# START OF SELECTED EXCERPT
# my tegu is acting weird like sleeping in her swimming bin



## lawrence ulmenstine (Oct 17, 2016)

ok im not sure if i should be worrying but one of my BW tegus has been spending alot of time the last 7 hrs in the water. i keep taking her out thinking she might drown in her little swimming hole thing i put in the enclosure for her and him to cool off. but since i changed it when i got home from work i checked on her 3 times. each like a hr or so apart and she keeps going to sleep in her water. should i be worrying. shes actually sleeping in her swimming area and its been like 4 hrs straight. i keep checking making sure shes ok. but now im freaking out she never did this

also let me say im a first time tegu owner and dont know much more then what i read. my enclosure is 8x4x4 with 2 foot of substrate i made this for my savannah monitor and its really humid in there due to the insulation and sealed unit. now its just about 100 to 110 in the enclosure at most times. not like its only one spot. should i maybe lower a light and put vents on there. to try to cool this down.. seems very humid. when i open it up .. and they been sleeping alot too. but im not used to her being in the water like this.. this is the first day she has done this for hours. also how long should hte light be on .. is there a time limit? should i get a night light? help


----------



## dpjm (Oct 19, 2016)
# END OF SELECTED EXCERPT
# START OF DATA SEGMENT
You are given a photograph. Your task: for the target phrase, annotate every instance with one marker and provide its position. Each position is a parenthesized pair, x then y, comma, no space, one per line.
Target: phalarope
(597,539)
# END OF DATA SEGMENT
| SHORT TASK |
Extend the forum thread about the tegu sleeping in her swimming bin, picking up right after its last line.

| ANSWER |
100 to 110 is way too hot for the entire enclosure. That should be the approximate temperature of the basking zone. The rest of the enclosure should be much cooler, ranging from 90 to 75. Your tegu is taking actions to cool its body down by soaking in the tub.


----------



## lawrence ulmenstine (Oct 21, 2016)

they mated.. that is why they were acting like this.. they been mating i guess now.. so now im not sure if i should seperate em or what.


----------



## beardeddragon111 (Oct 21, 2016)

Its not because they mated its because of what dpmj has already stated. It will not live long with an ambient temp of 100-110.


----------



## lawrence ulmenstine (Oct 21, 2016)

i fixed this problem aleady..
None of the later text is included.